*** Input data

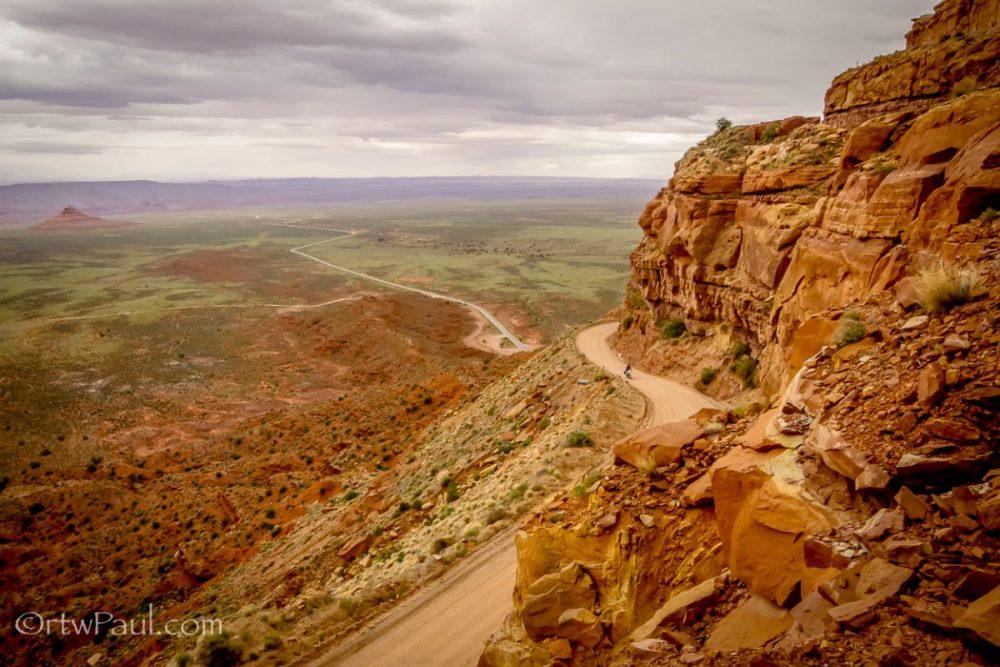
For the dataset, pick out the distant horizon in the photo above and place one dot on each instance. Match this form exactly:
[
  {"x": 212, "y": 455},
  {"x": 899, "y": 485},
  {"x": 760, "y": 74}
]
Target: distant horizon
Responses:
[
  {"x": 324, "y": 178},
  {"x": 179, "y": 92},
  {"x": 26, "y": 201}
]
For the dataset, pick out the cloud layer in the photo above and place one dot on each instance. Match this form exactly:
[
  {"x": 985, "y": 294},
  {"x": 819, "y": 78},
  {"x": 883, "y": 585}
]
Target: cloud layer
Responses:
[{"x": 191, "y": 89}]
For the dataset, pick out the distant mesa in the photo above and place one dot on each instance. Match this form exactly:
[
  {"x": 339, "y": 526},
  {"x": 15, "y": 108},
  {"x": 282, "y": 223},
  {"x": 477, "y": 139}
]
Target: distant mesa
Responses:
[{"x": 73, "y": 219}]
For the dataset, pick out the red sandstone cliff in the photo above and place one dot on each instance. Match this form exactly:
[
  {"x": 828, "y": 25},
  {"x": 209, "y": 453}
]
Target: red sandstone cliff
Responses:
[
  {"x": 764, "y": 226},
  {"x": 857, "y": 519},
  {"x": 73, "y": 219}
]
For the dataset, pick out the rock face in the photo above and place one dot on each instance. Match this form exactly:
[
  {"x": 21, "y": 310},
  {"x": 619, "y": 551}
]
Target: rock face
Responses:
[
  {"x": 951, "y": 51},
  {"x": 73, "y": 219},
  {"x": 764, "y": 226},
  {"x": 853, "y": 517}
]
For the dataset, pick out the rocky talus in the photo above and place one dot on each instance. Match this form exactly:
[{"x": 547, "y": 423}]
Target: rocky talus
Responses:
[
  {"x": 852, "y": 514},
  {"x": 764, "y": 226}
]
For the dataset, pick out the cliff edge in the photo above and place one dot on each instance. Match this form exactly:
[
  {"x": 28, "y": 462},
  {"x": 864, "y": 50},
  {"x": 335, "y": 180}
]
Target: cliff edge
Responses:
[{"x": 838, "y": 277}]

******

### What this task involves
Line by line, return the listing above exactly, dropping every picture.

### Written answer
For the dataset, pick out the distant horizon in the photo above and place one dot on each instance. Match this form exactly:
[
  {"x": 212, "y": 455},
  {"x": 899, "y": 485},
  {"x": 760, "y": 74}
]
Target: distant horizon
Responses:
[
  {"x": 324, "y": 178},
  {"x": 179, "y": 92},
  {"x": 26, "y": 201}
]
For the dataset, pick out the cloud layer in the photo above and place one dot on each instance. Match this form exactly:
[
  {"x": 985, "y": 294},
  {"x": 819, "y": 78},
  {"x": 883, "y": 585}
]
Target: cloud layer
Responses:
[{"x": 191, "y": 89}]
For the dataset, pick out the distant mesa in the photo above and place one dot on each instance. Match this form exactly:
[
  {"x": 339, "y": 526},
  {"x": 15, "y": 108},
  {"x": 282, "y": 223},
  {"x": 477, "y": 139}
]
Target: distant mesa
Responses:
[{"x": 73, "y": 219}]
For the dataset, pick out the red sandstone cliff in the photo above and place one dot on each instance. Match this form exactly:
[
  {"x": 828, "y": 25},
  {"x": 209, "y": 453}
]
Target: red sandstone cliff
Responses:
[
  {"x": 764, "y": 226},
  {"x": 857, "y": 519},
  {"x": 73, "y": 219}
]
For the dataset, pick out the rock face in the photo above and place one dot on each instance. Match this form exactly:
[
  {"x": 21, "y": 310},
  {"x": 619, "y": 551}
]
Target: rock face
Responses:
[
  {"x": 951, "y": 51},
  {"x": 73, "y": 219},
  {"x": 764, "y": 226},
  {"x": 853, "y": 517}
]
For the dataset, pick out the rocky talus in the photo above and place one dot on each instance. Match this form exactly:
[{"x": 547, "y": 423}]
Target: rocky talus
Responses:
[
  {"x": 852, "y": 514},
  {"x": 764, "y": 226}
]
For the dataset, pick out the cliff edge in the photo above and place one dot on each instance. Match this form exactly:
[
  {"x": 28, "y": 462},
  {"x": 864, "y": 50},
  {"x": 335, "y": 180}
]
Target: cliff edge
Responses:
[{"x": 838, "y": 277}]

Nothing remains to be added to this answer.